### Seçilen metin

17 Temmuz 2024 Çarşamba

 KENT KÜLTÜRÜ VE ANKARALI OLMAK

Bunları Biliyormusunuz…?
Kent yada şehir sosyolojisi bilgisine hakim insanlar derler ki: halk yaşadığı şehri sevip, tanıyıp, sahiplenmelidir. Örneğin Ankara'da oturuyorsa ve kendine nerelisiniz diye sorulursa doğduğu, kütüğünün bulunduğu ya da büyüdüğü şehri değil yaşadığı şehri söylemelidir.
Ancak bu şekilde şehir sahiplenilmiş olur ve şehirde olup bitene karşı hassas, sorumlu olunur. Bugün şehirlerimizin sahipsiz kalmasının sebebi bizleriz galiba.
“Amerikan Pasajı” olarak da bilinen İzmir Caddesi’ndeki Lale Pasajı’nın 60’lı, 70’li yıllardaki müdavimleri arasında Zeki Müren, Bülent Ersoy, Müzeyyen Senar, Emel Sayın ve Ajda Pekkan’da varmış meğer.
Balgat semtinin ismi, tanrılar tanrısı anlamına gelen “Baal-Gat” tan gelmesi ve belki de burada bir zamanlar büyük bir tapınağın bulunuyor olması ihtimali varmış meğer...
Abidinpaşa semtine adını veren Abidin Paşa, Ankara’nın 18.yüzyıl valilerindenmiş. Ankara’ya suyu ilk getiren yönetici olarak biline Abidin Paşa, en havadar yeri tespit etmek için şehrin çeşitli yerlerine ciğerler astırmış ve onların durumlarına bakarak oturacağı yeri tespit etmiş. En son, bugün Abidinpaşa semtindeki tarihi köşkün yerinde duran ciğer çürüdüğü için burayı mesken tutmuş.

######
### Veri kümesinden alıntılar

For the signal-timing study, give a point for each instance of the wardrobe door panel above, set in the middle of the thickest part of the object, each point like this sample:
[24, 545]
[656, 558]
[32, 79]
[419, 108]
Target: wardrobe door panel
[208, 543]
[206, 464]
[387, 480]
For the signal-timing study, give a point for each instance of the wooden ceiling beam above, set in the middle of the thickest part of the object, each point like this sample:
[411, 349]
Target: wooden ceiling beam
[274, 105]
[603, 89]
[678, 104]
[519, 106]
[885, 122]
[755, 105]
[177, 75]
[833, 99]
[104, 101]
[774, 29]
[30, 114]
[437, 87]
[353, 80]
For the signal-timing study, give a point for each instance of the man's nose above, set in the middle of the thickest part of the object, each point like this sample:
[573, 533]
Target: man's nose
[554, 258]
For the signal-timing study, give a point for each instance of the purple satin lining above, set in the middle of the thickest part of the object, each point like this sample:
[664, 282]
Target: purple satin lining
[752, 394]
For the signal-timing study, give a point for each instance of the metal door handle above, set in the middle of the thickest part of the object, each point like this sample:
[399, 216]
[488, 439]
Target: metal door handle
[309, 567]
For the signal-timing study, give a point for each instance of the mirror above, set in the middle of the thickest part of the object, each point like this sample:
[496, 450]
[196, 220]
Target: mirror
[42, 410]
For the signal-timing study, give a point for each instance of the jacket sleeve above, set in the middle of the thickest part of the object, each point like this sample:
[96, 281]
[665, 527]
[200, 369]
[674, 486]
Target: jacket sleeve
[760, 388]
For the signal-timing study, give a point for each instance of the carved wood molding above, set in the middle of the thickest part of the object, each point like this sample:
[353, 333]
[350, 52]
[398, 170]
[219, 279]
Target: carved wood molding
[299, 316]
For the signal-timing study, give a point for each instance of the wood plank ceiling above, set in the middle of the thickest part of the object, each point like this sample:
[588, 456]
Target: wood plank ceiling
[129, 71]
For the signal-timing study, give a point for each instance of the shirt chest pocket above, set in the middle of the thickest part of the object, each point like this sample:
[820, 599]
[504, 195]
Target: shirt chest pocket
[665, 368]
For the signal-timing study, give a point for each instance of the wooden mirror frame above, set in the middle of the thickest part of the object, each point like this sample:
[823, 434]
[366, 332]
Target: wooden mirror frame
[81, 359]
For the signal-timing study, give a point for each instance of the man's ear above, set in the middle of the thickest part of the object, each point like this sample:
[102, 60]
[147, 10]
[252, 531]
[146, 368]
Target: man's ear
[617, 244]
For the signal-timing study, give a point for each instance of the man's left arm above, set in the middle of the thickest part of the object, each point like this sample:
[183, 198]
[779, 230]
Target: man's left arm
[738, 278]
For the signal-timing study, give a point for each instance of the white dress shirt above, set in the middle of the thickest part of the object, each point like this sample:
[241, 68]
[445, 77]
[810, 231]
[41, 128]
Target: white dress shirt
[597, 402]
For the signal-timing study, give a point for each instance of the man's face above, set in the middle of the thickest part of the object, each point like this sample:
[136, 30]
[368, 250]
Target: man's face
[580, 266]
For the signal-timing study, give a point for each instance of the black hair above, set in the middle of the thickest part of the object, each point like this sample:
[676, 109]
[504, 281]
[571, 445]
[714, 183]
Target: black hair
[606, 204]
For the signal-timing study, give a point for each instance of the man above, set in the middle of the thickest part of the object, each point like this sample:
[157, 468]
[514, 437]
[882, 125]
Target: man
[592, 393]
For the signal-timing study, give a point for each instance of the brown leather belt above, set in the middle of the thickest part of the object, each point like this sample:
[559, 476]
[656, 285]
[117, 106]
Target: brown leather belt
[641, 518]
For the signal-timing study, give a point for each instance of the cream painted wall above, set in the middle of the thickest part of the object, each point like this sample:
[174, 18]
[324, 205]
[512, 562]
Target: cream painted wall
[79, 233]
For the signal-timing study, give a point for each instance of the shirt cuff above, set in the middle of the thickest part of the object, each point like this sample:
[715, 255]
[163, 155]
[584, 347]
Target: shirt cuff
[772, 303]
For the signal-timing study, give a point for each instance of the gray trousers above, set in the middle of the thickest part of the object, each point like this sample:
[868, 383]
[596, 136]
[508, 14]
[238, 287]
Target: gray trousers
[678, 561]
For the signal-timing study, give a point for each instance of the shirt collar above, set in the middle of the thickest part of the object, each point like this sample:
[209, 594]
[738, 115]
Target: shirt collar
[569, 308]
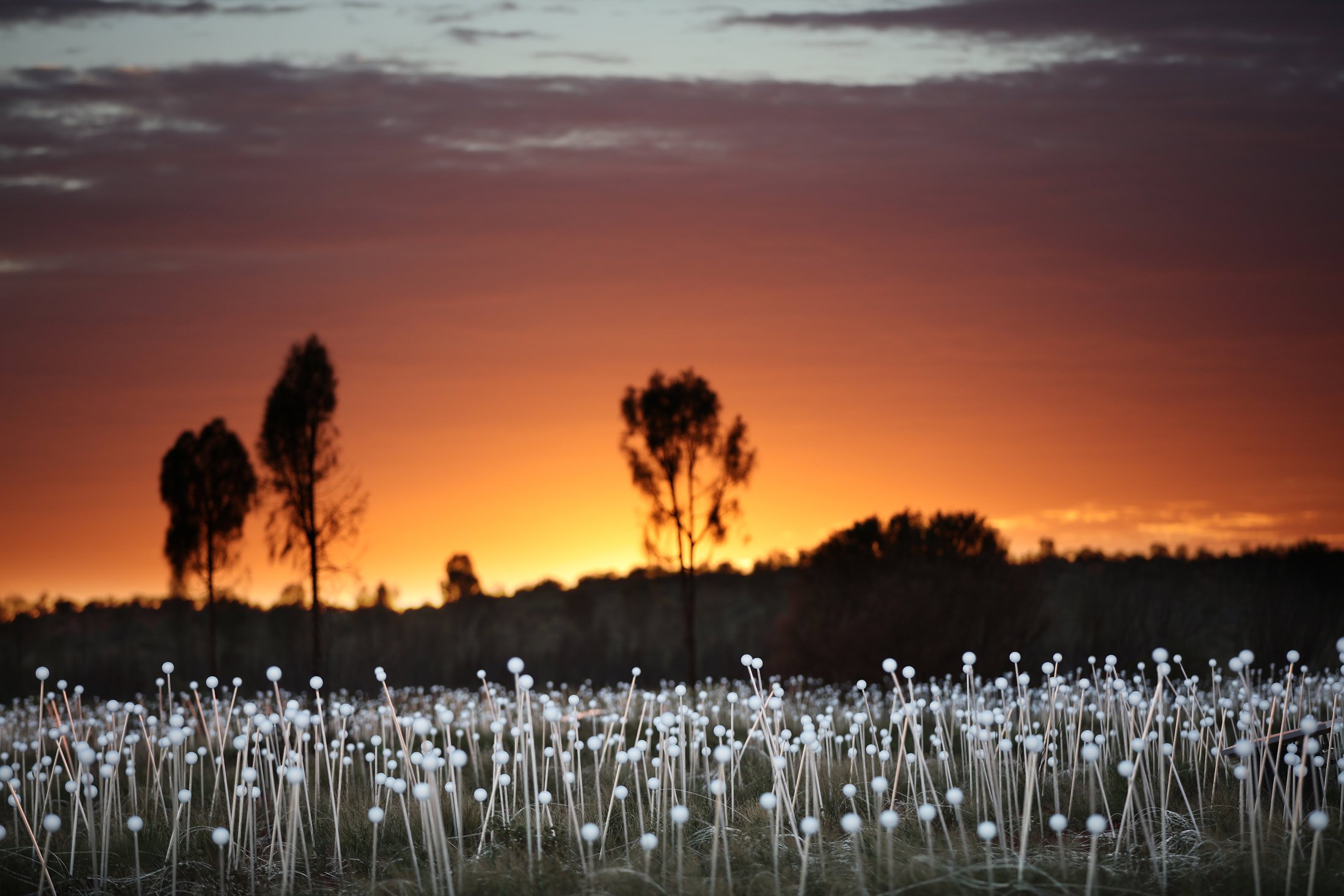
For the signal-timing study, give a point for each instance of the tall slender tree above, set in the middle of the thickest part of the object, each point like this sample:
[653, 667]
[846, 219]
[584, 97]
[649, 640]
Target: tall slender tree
[209, 486]
[688, 467]
[315, 506]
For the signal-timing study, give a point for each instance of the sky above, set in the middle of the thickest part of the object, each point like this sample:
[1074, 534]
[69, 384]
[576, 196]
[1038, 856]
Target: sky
[1072, 265]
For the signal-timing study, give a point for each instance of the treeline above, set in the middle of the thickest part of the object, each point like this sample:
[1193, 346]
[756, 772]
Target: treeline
[921, 590]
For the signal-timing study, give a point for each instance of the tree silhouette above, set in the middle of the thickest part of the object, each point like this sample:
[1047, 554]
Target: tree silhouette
[460, 580]
[209, 486]
[316, 507]
[687, 467]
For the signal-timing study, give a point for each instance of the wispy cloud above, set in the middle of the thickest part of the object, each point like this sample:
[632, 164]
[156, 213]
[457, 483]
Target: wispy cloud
[54, 183]
[478, 35]
[1136, 527]
[16, 11]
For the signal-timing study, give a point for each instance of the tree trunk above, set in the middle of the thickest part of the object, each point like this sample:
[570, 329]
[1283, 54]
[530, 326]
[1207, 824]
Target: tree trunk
[318, 610]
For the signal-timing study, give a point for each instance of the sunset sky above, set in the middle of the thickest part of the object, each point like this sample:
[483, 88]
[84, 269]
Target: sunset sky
[1072, 264]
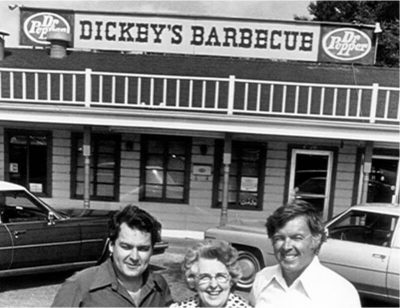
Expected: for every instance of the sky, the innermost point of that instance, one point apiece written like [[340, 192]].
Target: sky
[[266, 9]]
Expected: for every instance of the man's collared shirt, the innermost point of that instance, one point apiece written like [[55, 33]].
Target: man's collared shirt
[[317, 286], [99, 287]]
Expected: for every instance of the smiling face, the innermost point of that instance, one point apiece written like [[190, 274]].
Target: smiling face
[[213, 282], [294, 247], [131, 253]]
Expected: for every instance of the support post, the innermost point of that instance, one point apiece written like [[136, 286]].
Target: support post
[[374, 102], [86, 156], [88, 87], [366, 170], [227, 163]]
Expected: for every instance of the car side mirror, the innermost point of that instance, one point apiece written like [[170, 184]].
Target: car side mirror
[[51, 219]]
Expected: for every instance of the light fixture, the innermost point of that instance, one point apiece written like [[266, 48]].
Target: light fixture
[[378, 28]]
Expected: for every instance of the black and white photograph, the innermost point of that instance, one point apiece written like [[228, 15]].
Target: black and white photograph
[[218, 153]]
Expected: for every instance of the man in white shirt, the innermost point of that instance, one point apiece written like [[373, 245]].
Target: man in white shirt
[[299, 280]]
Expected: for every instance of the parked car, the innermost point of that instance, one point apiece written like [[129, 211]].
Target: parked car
[[363, 246], [35, 238]]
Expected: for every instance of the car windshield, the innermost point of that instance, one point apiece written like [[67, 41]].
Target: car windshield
[[364, 227], [18, 205]]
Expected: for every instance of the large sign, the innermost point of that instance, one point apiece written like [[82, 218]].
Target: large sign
[[35, 24], [281, 40]]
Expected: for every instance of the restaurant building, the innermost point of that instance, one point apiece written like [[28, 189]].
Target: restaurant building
[[200, 120]]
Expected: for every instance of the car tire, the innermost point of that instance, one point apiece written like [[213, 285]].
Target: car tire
[[250, 264]]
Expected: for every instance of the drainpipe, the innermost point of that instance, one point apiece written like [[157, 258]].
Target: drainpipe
[[86, 156], [2, 44], [367, 170], [227, 163]]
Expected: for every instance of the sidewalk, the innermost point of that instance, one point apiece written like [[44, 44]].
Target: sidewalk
[[182, 234]]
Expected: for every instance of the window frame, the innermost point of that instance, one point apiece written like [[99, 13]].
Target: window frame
[[218, 163], [144, 154], [94, 157], [47, 189]]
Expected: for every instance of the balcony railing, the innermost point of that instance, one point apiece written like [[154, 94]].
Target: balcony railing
[[231, 96]]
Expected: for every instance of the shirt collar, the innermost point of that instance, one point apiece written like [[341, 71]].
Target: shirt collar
[[106, 276], [310, 277], [306, 280]]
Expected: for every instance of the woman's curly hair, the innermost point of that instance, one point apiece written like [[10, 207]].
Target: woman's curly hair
[[211, 249]]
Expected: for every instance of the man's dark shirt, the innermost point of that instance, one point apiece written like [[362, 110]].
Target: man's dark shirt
[[98, 287]]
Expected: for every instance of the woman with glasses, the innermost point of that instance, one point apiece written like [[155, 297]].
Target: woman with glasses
[[211, 269]]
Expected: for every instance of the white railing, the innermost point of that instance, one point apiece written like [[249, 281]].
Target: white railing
[[229, 95]]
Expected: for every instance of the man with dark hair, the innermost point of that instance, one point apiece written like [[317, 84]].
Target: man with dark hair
[[124, 280], [299, 279]]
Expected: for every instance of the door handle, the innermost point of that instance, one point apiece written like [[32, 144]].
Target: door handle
[[379, 256], [18, 233]]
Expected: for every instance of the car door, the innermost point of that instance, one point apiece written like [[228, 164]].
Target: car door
[[393, 279], [38, 240], [5, 247], [359, 250]]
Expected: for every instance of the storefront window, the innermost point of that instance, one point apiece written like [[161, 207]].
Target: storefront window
[[382, 179], [246, 176], [104, 167], [27, 160], [165, 169]]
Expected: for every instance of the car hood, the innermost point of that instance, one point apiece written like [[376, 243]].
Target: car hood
[[243, 228], [87, 213]]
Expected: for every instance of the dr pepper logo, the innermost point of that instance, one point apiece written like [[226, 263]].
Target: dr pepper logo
[[38, 25], [346, 44]]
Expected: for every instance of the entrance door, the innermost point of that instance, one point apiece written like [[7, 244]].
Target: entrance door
[[383, 183], [311, 177], [27, 160]]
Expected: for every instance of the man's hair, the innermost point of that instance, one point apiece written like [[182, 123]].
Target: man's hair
[[295, 209], [211, 249], [135, 218]]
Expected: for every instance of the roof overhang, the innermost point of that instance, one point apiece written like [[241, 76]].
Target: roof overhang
[[127, 120]]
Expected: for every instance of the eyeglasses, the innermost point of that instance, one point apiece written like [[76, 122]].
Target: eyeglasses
[[205, 279]]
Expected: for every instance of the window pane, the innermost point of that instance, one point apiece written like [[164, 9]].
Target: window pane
[[249, 169], [154, 176], [154, 191], [105, 176], [244, 177], [106, 146], [104, 190], [154, 161], [155, 147], [165, 174], [176, 147], [176, 162], [174, 192], [175, 178], [103, 167]]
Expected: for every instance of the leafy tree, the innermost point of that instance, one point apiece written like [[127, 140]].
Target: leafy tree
[[365, 12]]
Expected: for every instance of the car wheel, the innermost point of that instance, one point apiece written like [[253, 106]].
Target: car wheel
[[250, 265]]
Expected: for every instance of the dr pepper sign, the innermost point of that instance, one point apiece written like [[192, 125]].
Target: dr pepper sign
[[210, 36]]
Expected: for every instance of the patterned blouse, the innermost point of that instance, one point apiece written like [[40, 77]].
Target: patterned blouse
[[234, 301]]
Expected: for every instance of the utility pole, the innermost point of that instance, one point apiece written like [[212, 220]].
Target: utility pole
[[366, 170], [86, 155], [227, 159]]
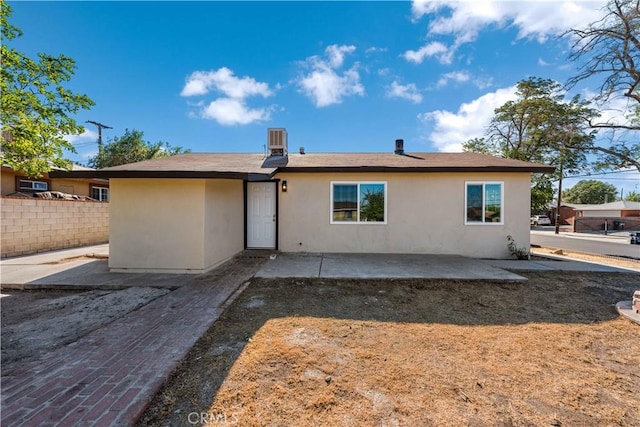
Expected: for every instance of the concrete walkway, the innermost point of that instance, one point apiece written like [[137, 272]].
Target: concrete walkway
[[383, 266], [78, 269], [108, 376]]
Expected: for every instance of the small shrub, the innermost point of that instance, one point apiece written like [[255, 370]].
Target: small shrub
[[518, 252]]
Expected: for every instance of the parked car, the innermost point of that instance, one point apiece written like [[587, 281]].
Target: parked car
[[540, 220]]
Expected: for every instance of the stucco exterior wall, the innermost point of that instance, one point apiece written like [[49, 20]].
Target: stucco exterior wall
[[224, 220], [31, 225], [601, 214], [425, 214], [157, 225], [174, 225]]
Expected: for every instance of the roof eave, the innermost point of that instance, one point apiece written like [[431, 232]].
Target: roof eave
[[429, 169], [111, 174]]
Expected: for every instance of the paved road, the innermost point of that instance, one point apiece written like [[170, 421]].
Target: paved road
[[586, 243]]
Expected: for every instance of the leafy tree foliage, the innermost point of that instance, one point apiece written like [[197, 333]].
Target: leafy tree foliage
[[590, 192], [372, 206], [633, 196], [35, 107], [540, 126], [610, 49], [131, 148]]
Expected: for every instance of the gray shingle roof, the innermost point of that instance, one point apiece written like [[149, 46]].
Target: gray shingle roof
[[256, 166]]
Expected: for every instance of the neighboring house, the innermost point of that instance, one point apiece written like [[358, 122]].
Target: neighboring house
[[191, 212], [619, 209], [620, 215], [15, 183]]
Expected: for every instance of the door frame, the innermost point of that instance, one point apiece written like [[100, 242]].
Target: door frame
[[276, 185]]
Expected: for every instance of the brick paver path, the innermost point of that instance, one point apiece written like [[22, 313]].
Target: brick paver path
[[108, 377]]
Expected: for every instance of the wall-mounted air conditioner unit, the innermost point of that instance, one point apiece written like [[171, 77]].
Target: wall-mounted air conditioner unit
[[277, 141]]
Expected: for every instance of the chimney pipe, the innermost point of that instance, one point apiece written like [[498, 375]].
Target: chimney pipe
[[399, 146]]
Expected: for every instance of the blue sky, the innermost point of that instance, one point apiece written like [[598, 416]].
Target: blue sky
[[339, 76]]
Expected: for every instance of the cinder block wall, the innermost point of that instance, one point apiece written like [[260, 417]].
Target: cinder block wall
[[36, 225]]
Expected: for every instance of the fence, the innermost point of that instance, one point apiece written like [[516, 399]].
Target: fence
[[587, 224], [30, 225]]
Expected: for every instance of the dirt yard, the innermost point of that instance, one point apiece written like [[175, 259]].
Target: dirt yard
[[550, 351], [36, 322]]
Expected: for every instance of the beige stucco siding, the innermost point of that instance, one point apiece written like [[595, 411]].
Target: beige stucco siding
[[156, 224], [224, 220], [425, 214]]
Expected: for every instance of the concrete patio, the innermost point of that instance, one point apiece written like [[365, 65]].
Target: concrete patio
[[383, 266]]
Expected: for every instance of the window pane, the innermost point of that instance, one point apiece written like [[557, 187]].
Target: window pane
[[372, 202], [493, 202], [345, 202], [474, 203]]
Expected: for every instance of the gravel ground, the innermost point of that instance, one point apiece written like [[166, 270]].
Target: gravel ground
[[549, 351], [36, 322]]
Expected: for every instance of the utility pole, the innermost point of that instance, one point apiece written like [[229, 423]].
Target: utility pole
[[557, 229], [100, 127], [562, 151]]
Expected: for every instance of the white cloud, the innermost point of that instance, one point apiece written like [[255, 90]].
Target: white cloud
[[324, 85], [533, 19], [230, 112], [232, 108], [464, 77], [410, 92], [375, 49], [444, 54], [451, 130], [336, 54], [223, 80], [456, 76]]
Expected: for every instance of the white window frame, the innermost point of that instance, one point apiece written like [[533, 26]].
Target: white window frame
[[357, 221], [33, 185], [101, 190], [484, 184]]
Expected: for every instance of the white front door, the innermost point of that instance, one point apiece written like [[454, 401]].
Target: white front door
[[261, 215]]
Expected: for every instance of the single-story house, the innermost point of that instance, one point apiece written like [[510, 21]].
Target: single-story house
[[618, 209], [16, 183], [191, 212]]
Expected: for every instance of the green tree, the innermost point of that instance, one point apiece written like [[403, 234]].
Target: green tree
[[35, 107], [131, 148], [632, 196], [590, 192], [609, 49], [372, 206], [540, 126]]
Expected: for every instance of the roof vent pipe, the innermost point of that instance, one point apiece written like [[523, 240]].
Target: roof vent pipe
[[399, 146]]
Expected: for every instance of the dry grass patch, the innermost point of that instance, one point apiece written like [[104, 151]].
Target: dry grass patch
[[551, 351]]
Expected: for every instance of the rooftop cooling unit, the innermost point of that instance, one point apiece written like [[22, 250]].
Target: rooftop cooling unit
[[277, 141]]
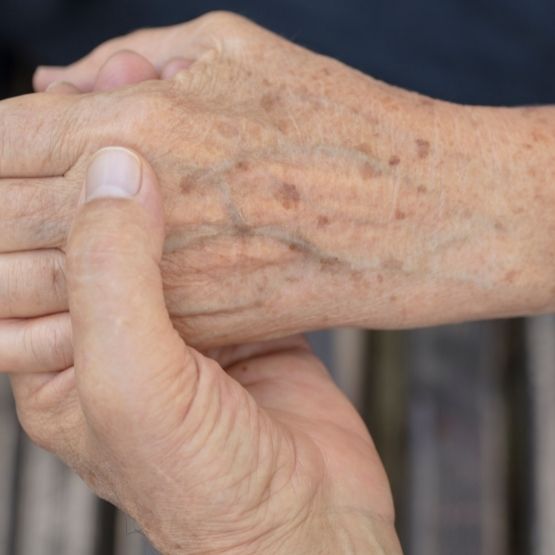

######

◆ **Görevler**:
**1.** Ankara yazısına göre Lale Pasajı başka hangi adla da biliniyor?
**2.** Ankara yazısında Lale Pasajı'nın 60'lı, 70'li yıllardaki müdavimleri arasında sayılan herkesi sıralayın.
**3.** Ankara yazısını son cümlesinden sonra kaldığı yerden sürdürün.

◆ **Görev çıktıları**:
**1.** Amerikan Pasajı

**2.** Zeki Müren, Bülent Ersoy, Müzeyyen Senar, Emel Sayın, Ajda Pekkan

**3.**
Ankara’da 180 bin civarında Çorumlu yaşıyormuş. Çorumluların kurduğu 180 civarındaki dernek bir federasyon halinde örgütlenmiş ve federasyonun Ulus’taki büyük binasında her ayın 19’unda saat 19’da, 19 plakalılar (yani Çorumlular) toplanıyorlarmış.
Ankara genel olarak güvenli, düşük riskli bir yer olduğu için, Ankaralı AKUTçuların özel bir misyonu da diğer bölgelerdeki AKUTçular için ilk yardım ekibi olarak alarmda bulunmakmış.
Ankara Kalesi’nin hemen yanıbaşındaki saat kulesi, Abdülhamit döneminde başlatılan ve merkezi yönetimin gücünü göstermek amacı taşıyan “Her şehre bir saat kulesi” akımının bir ürünüymüş.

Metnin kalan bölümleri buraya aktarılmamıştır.